(Stored data entries)
§
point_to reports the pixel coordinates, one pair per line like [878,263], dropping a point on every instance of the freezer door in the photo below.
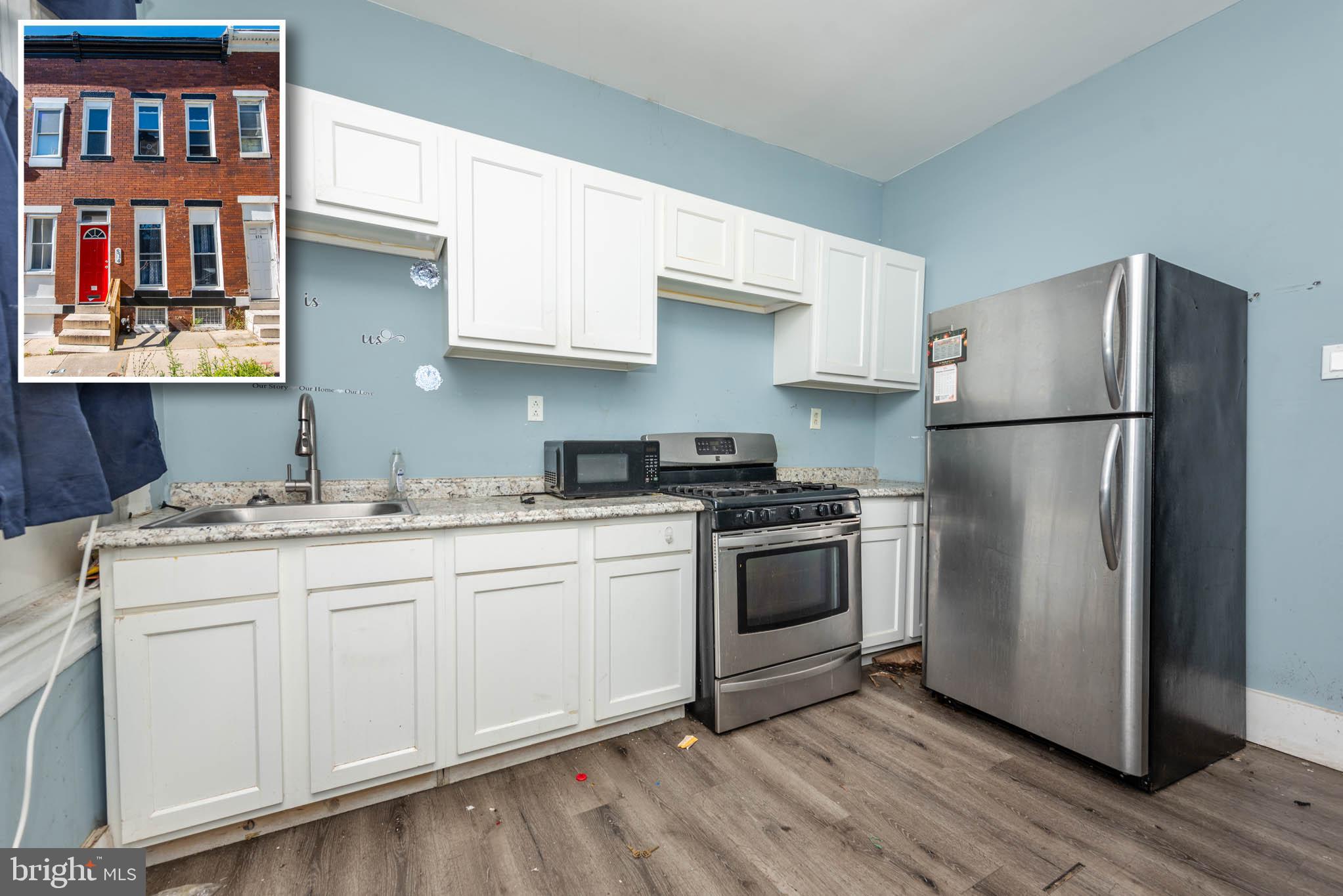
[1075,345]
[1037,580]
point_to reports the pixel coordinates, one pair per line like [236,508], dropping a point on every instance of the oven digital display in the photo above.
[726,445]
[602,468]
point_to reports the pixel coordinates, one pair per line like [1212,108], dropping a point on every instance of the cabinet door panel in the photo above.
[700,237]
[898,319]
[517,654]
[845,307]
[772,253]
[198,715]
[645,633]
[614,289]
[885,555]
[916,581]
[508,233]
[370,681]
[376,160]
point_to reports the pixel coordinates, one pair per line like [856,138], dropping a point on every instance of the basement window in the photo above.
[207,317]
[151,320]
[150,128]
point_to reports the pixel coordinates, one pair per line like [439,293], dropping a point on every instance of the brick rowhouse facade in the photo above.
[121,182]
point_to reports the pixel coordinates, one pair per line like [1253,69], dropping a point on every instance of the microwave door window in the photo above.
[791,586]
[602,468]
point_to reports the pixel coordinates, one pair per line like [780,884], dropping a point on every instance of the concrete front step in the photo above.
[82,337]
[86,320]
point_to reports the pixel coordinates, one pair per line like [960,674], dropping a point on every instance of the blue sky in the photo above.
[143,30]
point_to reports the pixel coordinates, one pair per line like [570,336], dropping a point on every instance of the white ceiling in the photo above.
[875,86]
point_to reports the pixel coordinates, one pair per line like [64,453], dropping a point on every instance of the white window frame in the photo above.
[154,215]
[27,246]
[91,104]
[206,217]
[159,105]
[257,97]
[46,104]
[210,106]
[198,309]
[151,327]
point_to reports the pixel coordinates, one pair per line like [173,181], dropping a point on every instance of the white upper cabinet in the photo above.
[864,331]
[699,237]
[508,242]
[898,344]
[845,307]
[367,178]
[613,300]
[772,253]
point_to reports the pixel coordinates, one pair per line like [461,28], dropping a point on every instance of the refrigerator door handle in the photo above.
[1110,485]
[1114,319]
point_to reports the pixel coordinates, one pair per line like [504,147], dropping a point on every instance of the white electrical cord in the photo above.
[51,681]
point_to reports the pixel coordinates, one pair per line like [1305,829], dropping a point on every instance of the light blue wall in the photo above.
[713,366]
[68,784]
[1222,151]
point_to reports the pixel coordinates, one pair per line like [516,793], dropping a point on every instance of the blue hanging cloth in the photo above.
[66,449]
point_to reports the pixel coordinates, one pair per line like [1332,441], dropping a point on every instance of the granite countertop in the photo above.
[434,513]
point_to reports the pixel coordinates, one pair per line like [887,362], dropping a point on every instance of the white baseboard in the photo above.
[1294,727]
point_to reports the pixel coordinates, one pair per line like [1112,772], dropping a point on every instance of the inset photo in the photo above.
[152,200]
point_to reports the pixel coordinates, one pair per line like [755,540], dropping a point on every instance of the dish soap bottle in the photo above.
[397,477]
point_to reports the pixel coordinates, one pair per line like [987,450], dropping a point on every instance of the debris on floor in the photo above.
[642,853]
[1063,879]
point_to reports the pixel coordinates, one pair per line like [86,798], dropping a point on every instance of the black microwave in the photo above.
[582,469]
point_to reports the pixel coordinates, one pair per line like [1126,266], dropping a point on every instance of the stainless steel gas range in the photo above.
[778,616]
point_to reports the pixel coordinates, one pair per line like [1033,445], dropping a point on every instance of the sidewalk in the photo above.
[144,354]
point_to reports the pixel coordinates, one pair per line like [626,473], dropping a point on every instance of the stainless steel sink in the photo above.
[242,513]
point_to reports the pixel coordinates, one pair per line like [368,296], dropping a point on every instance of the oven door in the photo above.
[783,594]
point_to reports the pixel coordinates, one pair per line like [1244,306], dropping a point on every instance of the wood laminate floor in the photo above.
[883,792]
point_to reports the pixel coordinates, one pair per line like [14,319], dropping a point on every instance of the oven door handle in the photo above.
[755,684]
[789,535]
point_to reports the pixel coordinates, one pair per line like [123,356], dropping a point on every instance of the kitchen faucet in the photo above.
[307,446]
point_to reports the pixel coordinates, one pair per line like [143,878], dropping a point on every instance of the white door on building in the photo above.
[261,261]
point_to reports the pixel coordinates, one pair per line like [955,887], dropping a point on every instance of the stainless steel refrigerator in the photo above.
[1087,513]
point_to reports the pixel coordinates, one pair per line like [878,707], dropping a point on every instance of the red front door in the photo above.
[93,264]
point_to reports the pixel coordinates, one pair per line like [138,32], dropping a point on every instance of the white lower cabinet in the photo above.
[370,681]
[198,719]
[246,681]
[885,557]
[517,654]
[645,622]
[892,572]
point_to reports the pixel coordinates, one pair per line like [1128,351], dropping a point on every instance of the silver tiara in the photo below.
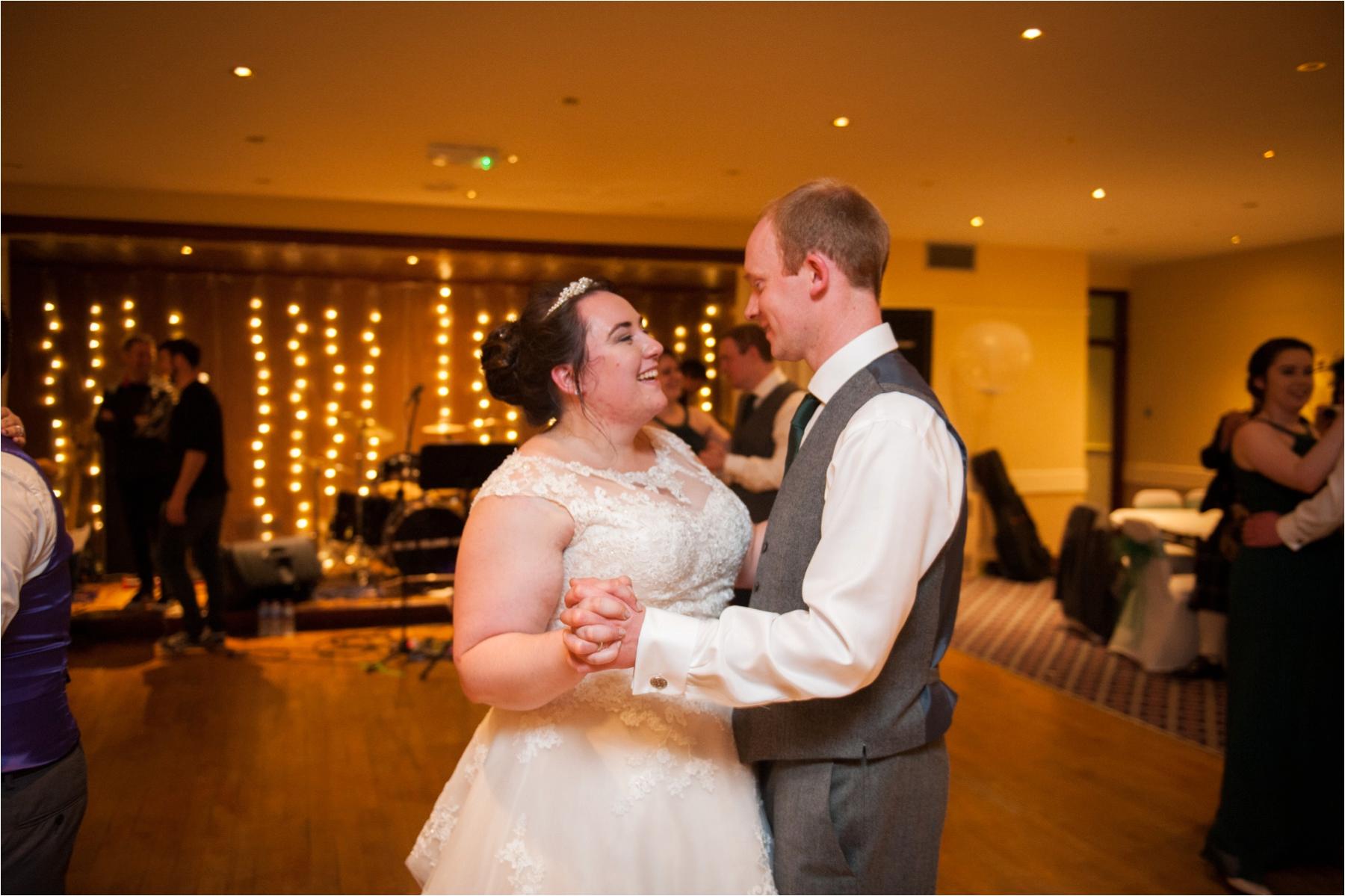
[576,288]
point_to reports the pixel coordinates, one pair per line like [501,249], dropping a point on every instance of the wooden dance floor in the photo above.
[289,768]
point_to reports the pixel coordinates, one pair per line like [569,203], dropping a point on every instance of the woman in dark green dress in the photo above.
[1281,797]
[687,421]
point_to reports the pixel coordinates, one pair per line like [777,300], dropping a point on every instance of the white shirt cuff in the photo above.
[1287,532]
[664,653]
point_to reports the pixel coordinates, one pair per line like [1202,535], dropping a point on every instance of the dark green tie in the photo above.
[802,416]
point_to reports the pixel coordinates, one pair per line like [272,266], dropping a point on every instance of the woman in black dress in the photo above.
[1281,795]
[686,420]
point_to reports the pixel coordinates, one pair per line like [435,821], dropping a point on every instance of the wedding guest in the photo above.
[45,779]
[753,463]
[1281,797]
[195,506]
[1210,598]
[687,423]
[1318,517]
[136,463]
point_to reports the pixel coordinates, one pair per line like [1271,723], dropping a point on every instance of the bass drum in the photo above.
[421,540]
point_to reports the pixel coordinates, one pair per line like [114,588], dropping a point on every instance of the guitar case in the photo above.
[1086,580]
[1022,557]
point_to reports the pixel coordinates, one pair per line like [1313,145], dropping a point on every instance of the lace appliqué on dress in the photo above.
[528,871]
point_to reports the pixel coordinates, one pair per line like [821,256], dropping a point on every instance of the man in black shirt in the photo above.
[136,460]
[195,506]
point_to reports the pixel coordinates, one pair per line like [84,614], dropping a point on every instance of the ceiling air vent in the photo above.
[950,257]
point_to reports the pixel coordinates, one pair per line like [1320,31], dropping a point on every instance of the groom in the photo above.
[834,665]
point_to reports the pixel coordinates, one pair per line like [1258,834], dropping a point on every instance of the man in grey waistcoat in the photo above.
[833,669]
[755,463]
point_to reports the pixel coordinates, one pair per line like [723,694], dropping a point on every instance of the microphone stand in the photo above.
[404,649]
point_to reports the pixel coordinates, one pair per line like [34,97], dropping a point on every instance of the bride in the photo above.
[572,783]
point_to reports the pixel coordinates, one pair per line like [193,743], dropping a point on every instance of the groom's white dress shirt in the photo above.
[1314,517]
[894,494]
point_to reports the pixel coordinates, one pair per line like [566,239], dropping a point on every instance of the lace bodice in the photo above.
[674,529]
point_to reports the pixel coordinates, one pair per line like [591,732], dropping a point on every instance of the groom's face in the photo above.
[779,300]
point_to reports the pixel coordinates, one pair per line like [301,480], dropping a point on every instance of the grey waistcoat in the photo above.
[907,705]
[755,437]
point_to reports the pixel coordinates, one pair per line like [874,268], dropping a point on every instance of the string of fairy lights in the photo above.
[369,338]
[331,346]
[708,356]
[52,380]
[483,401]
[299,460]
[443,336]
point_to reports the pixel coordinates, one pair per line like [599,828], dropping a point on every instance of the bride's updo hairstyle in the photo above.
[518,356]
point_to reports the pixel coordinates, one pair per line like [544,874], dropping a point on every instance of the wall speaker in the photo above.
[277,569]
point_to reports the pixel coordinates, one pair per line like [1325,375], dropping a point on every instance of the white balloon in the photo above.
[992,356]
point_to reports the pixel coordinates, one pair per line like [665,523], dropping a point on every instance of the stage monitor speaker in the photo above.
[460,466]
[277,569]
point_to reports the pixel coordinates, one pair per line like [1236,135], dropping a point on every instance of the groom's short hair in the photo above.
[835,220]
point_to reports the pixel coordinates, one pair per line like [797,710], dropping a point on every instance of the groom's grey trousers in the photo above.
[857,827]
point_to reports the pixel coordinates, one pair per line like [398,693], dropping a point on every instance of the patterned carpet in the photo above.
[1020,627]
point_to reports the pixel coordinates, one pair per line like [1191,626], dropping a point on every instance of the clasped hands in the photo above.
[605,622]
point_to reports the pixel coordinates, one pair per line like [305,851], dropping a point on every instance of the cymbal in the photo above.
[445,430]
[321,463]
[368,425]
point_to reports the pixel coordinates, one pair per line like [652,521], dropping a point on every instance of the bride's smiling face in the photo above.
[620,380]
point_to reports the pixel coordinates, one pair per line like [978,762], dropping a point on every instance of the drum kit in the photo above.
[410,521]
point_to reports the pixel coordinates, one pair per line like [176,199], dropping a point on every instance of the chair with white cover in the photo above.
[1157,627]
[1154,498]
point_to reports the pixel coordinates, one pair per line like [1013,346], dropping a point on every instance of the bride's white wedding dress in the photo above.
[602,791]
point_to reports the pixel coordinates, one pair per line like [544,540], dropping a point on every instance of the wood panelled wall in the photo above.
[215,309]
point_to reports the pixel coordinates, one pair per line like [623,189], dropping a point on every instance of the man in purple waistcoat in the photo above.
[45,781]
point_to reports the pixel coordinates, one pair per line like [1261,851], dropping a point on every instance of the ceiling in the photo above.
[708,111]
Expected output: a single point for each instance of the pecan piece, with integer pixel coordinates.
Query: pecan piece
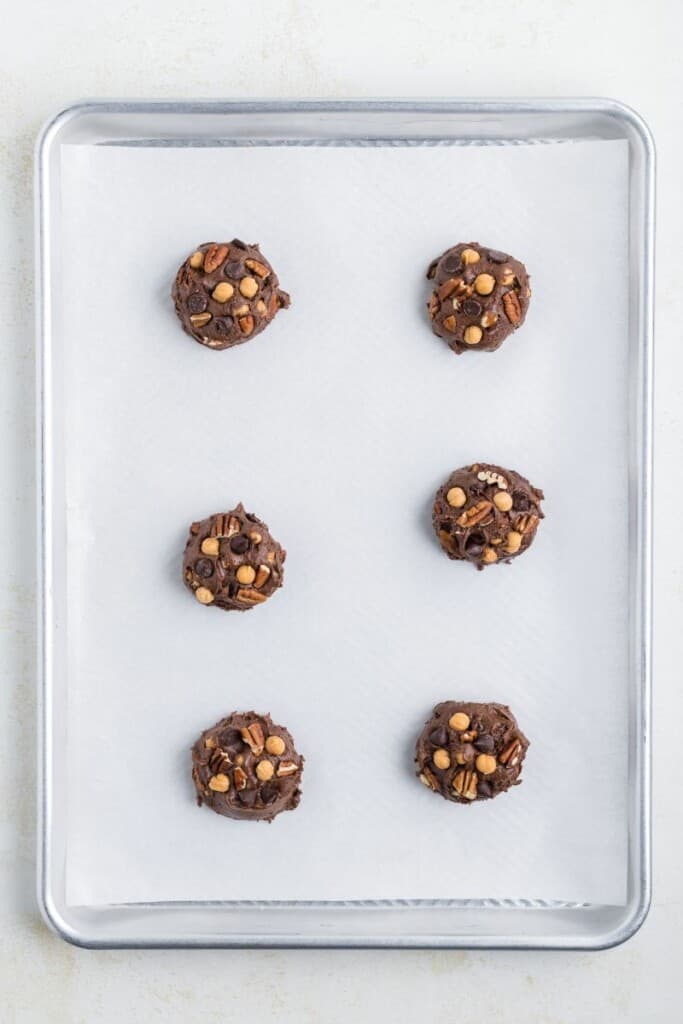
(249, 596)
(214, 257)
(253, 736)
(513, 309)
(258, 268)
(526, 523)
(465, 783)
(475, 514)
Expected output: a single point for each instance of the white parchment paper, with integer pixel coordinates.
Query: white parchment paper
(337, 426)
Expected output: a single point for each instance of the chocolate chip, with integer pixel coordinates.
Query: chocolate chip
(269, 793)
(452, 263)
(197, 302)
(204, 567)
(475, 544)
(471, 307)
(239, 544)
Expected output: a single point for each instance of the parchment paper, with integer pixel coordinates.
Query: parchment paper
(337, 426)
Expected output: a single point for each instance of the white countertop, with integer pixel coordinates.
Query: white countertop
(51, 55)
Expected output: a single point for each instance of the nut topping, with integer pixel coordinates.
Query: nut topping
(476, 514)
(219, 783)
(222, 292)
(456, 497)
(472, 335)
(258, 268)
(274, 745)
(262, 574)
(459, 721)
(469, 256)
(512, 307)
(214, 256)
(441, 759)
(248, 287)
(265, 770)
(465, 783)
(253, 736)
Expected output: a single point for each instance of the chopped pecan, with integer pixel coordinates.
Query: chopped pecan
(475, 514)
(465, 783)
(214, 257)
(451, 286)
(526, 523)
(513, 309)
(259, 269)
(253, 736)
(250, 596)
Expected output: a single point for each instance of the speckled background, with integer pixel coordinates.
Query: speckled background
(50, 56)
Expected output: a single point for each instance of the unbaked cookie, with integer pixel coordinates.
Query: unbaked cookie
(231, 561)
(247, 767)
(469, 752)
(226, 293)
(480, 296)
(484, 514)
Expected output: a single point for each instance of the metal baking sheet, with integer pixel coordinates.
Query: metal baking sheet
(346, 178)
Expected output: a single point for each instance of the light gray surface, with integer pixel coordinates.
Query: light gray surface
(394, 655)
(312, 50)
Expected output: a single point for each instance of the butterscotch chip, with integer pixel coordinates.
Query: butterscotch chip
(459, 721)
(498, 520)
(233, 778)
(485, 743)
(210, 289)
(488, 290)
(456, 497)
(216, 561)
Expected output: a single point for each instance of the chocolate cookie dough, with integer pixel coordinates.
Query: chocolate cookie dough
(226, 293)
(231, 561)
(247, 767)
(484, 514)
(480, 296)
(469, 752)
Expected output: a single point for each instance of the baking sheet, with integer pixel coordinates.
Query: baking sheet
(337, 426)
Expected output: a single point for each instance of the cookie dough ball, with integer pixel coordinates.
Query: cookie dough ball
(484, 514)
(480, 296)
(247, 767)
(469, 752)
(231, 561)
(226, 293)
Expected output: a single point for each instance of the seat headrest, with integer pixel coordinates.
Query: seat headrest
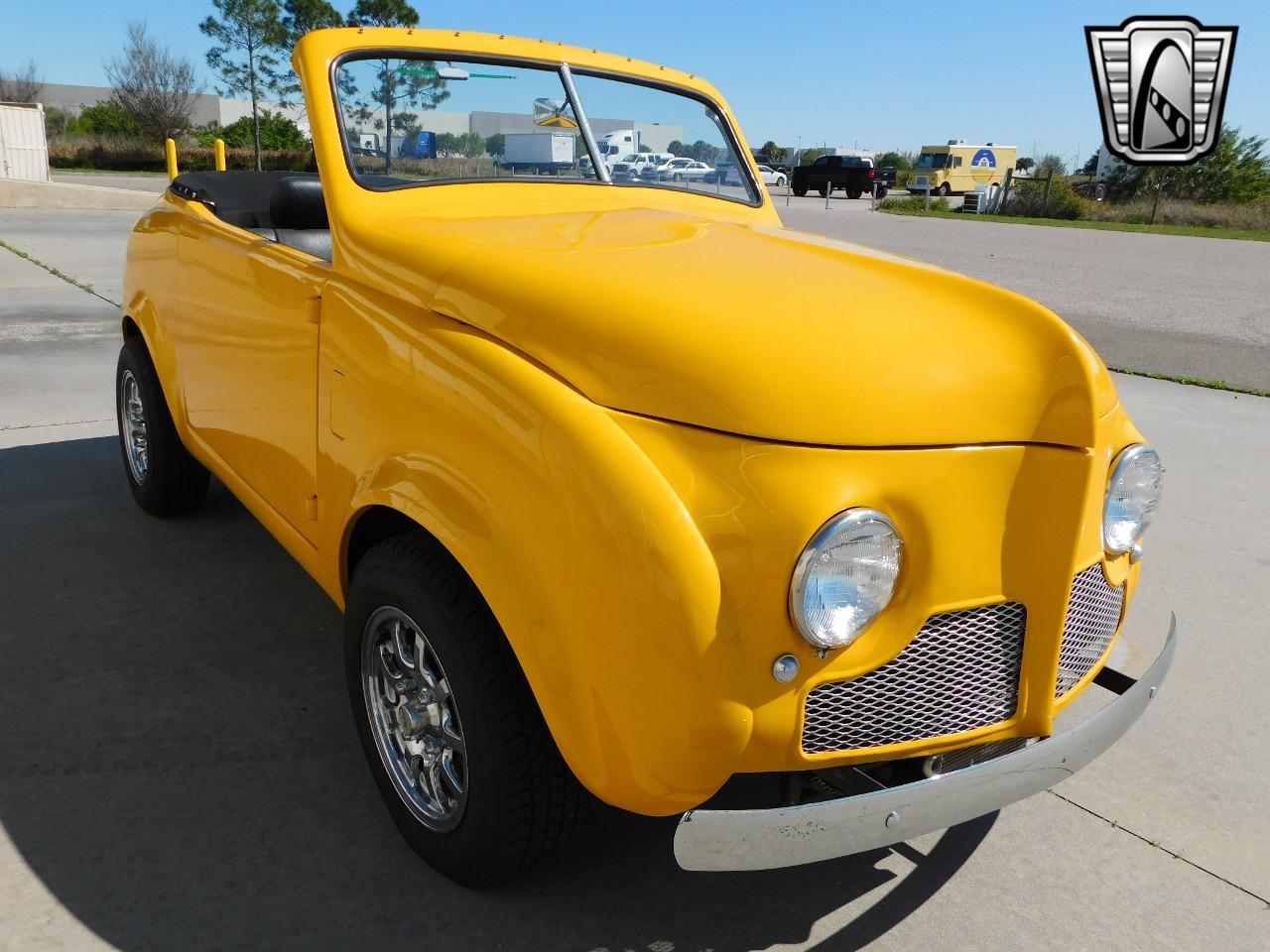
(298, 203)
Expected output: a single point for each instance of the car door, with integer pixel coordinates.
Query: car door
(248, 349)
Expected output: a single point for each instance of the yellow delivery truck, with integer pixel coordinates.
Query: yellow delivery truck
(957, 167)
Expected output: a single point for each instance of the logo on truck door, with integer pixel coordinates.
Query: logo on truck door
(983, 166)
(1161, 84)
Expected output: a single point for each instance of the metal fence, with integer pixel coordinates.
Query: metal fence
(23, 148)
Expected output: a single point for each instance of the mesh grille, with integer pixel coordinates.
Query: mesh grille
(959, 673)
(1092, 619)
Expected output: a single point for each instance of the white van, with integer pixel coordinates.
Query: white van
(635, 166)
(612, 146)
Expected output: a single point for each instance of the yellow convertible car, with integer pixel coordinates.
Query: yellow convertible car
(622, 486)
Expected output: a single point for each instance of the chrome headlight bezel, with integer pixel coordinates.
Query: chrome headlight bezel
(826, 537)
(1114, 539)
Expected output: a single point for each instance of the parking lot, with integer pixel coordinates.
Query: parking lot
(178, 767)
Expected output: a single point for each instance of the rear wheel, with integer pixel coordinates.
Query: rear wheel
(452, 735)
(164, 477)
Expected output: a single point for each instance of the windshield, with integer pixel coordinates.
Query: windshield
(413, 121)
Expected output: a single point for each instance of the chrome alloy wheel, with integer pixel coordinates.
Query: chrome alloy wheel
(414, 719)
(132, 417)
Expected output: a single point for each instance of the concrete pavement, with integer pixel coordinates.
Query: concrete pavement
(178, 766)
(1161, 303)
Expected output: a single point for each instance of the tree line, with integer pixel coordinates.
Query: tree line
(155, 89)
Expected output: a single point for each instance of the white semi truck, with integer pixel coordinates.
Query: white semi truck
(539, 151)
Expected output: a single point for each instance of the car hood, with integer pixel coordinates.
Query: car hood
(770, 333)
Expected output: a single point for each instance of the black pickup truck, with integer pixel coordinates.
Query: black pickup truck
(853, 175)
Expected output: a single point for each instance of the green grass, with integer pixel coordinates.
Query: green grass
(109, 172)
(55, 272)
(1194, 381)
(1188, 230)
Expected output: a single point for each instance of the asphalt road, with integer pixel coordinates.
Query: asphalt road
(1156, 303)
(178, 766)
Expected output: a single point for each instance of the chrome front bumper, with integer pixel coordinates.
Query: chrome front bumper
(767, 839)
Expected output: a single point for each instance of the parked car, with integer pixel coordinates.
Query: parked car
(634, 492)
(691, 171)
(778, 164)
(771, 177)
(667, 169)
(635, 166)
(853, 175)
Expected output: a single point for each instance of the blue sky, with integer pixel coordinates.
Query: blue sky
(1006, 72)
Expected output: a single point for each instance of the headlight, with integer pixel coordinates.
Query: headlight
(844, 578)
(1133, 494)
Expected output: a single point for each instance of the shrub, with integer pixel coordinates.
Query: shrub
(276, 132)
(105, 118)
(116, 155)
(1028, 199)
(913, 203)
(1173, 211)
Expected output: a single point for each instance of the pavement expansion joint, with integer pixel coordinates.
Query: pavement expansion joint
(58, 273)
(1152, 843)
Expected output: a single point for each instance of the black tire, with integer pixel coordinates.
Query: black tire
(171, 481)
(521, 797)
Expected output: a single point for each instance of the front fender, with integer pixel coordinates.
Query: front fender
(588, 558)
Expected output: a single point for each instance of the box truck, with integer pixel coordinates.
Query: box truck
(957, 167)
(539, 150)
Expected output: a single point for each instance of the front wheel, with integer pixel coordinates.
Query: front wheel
§
■ **Exercise brief**: With the pictures omitted, copy the entries above exactly from the line containing "Query: seat headrest" through the line containing "Expected output: a single point for each instance of the logo", both lines included.

■ **Output for this exercise**:
Query: seat headrest
(298, 203)
Expected output: a single point for each instance of the car door, with integer pixel coordinates.
Query: car door
(248, 349)
Expected output: a single point for each instance of the yellow delivery truck, with integer pixel coordinates.
Query: yellow delivery truck
(957, 167)
Expected output: a single point for each instance of the logo on truck door, with integer pixel coordinates.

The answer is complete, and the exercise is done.